| Objective |
Copy the material below word for word, from the start through the line that contains "(702, 1160)", including that line.
-------- Entries provided --------
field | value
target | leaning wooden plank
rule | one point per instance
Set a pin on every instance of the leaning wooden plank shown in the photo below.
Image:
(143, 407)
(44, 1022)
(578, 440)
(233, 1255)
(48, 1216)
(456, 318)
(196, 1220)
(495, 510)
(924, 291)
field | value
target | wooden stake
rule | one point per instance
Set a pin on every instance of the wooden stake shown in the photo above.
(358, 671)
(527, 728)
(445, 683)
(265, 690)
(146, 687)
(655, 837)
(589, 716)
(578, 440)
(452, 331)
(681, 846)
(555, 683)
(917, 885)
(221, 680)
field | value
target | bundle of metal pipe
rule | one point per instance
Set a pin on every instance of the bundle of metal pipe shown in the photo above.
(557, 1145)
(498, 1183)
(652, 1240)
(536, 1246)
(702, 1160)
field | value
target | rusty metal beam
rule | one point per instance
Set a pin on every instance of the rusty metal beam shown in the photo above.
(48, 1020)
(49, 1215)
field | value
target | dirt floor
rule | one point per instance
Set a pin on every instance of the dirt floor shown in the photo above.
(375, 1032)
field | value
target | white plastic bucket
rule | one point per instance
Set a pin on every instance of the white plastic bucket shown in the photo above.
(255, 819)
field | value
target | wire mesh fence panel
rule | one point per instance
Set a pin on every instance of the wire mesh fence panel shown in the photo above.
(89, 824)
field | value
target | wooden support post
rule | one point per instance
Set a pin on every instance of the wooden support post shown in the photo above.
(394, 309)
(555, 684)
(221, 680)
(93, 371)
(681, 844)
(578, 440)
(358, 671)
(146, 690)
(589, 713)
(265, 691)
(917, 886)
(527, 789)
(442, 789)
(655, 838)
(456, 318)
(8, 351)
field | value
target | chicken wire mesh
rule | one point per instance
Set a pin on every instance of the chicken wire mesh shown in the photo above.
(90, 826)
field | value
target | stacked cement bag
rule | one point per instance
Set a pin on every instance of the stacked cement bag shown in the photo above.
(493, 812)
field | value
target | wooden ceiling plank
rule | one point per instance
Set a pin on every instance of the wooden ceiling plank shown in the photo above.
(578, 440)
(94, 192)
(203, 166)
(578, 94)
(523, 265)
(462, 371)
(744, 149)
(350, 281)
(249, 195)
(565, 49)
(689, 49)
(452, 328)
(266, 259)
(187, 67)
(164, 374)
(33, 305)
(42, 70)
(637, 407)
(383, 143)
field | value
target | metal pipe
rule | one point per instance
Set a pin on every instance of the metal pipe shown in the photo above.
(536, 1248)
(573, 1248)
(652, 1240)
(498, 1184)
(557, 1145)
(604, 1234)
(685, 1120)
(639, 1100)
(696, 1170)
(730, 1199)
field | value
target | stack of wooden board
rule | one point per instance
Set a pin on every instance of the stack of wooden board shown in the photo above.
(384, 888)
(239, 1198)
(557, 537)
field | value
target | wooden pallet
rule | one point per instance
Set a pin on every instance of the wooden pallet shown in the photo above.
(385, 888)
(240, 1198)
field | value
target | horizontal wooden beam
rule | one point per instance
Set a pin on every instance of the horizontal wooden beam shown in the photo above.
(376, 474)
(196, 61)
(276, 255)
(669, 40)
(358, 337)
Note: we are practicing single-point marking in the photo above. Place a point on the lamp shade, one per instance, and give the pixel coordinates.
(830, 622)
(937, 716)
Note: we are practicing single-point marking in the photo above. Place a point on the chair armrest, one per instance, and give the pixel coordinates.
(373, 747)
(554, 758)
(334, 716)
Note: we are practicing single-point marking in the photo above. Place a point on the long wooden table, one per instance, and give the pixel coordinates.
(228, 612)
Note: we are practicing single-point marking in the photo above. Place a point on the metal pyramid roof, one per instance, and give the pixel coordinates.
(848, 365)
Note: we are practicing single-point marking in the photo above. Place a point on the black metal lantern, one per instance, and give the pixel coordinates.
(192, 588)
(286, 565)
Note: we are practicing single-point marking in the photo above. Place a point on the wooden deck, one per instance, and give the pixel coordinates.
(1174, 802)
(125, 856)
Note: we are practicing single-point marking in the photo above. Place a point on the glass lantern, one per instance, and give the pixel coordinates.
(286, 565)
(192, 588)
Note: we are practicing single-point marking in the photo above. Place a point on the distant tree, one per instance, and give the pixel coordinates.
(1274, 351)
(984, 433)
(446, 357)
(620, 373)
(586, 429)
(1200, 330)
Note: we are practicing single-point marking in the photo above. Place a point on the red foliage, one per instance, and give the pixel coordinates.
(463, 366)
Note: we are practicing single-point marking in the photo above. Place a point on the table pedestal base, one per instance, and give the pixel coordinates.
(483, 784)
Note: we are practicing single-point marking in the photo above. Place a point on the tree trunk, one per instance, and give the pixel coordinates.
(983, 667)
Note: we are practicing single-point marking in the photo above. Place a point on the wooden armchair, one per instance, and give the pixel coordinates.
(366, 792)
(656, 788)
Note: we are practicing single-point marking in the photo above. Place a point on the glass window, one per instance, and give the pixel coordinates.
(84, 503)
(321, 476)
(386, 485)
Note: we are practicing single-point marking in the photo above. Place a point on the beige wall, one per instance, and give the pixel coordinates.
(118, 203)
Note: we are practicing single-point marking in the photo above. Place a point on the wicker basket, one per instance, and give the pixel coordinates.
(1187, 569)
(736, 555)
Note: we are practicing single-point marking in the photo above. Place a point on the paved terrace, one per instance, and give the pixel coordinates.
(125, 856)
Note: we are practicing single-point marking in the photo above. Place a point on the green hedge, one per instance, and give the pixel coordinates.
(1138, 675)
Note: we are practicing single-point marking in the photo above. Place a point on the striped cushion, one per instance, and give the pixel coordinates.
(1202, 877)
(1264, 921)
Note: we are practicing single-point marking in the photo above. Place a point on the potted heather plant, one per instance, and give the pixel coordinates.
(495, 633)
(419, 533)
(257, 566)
--------
| Reply to the exercise |
field | value
target | leaning wooden plank
rule | one point per instance
Set a pin on every instance of the leaning wooden plank shown in the photo below.
Image:
(143, 407)
(44, 1022)
(578, 440)
(233, 1255)
(48, 1216)
(456, 318)
(196, 1220)
(495, 510)
(924, 291)
field | value
target | wooden stake
rule | one point per instance
Set a pin on every instance of the wooden stake shown in the photo above.
(358, 671)
(527, 728)
(445, 683)
(265, 690)
(146, 687)
(655, 837)
(589, 716)
(578, 440)
(452, 331)
(681, 846)
(555, 683)
(917, 885)
(221, 680)
field | value
target | bundle of metal pipe
rule | one point per instance
Set a pin on every instance of the bundle of metal pipe shown in the photo above.
(557, 1145)
(498, 1183)
(652, 1240)
(536, 1246)
(702, 1160)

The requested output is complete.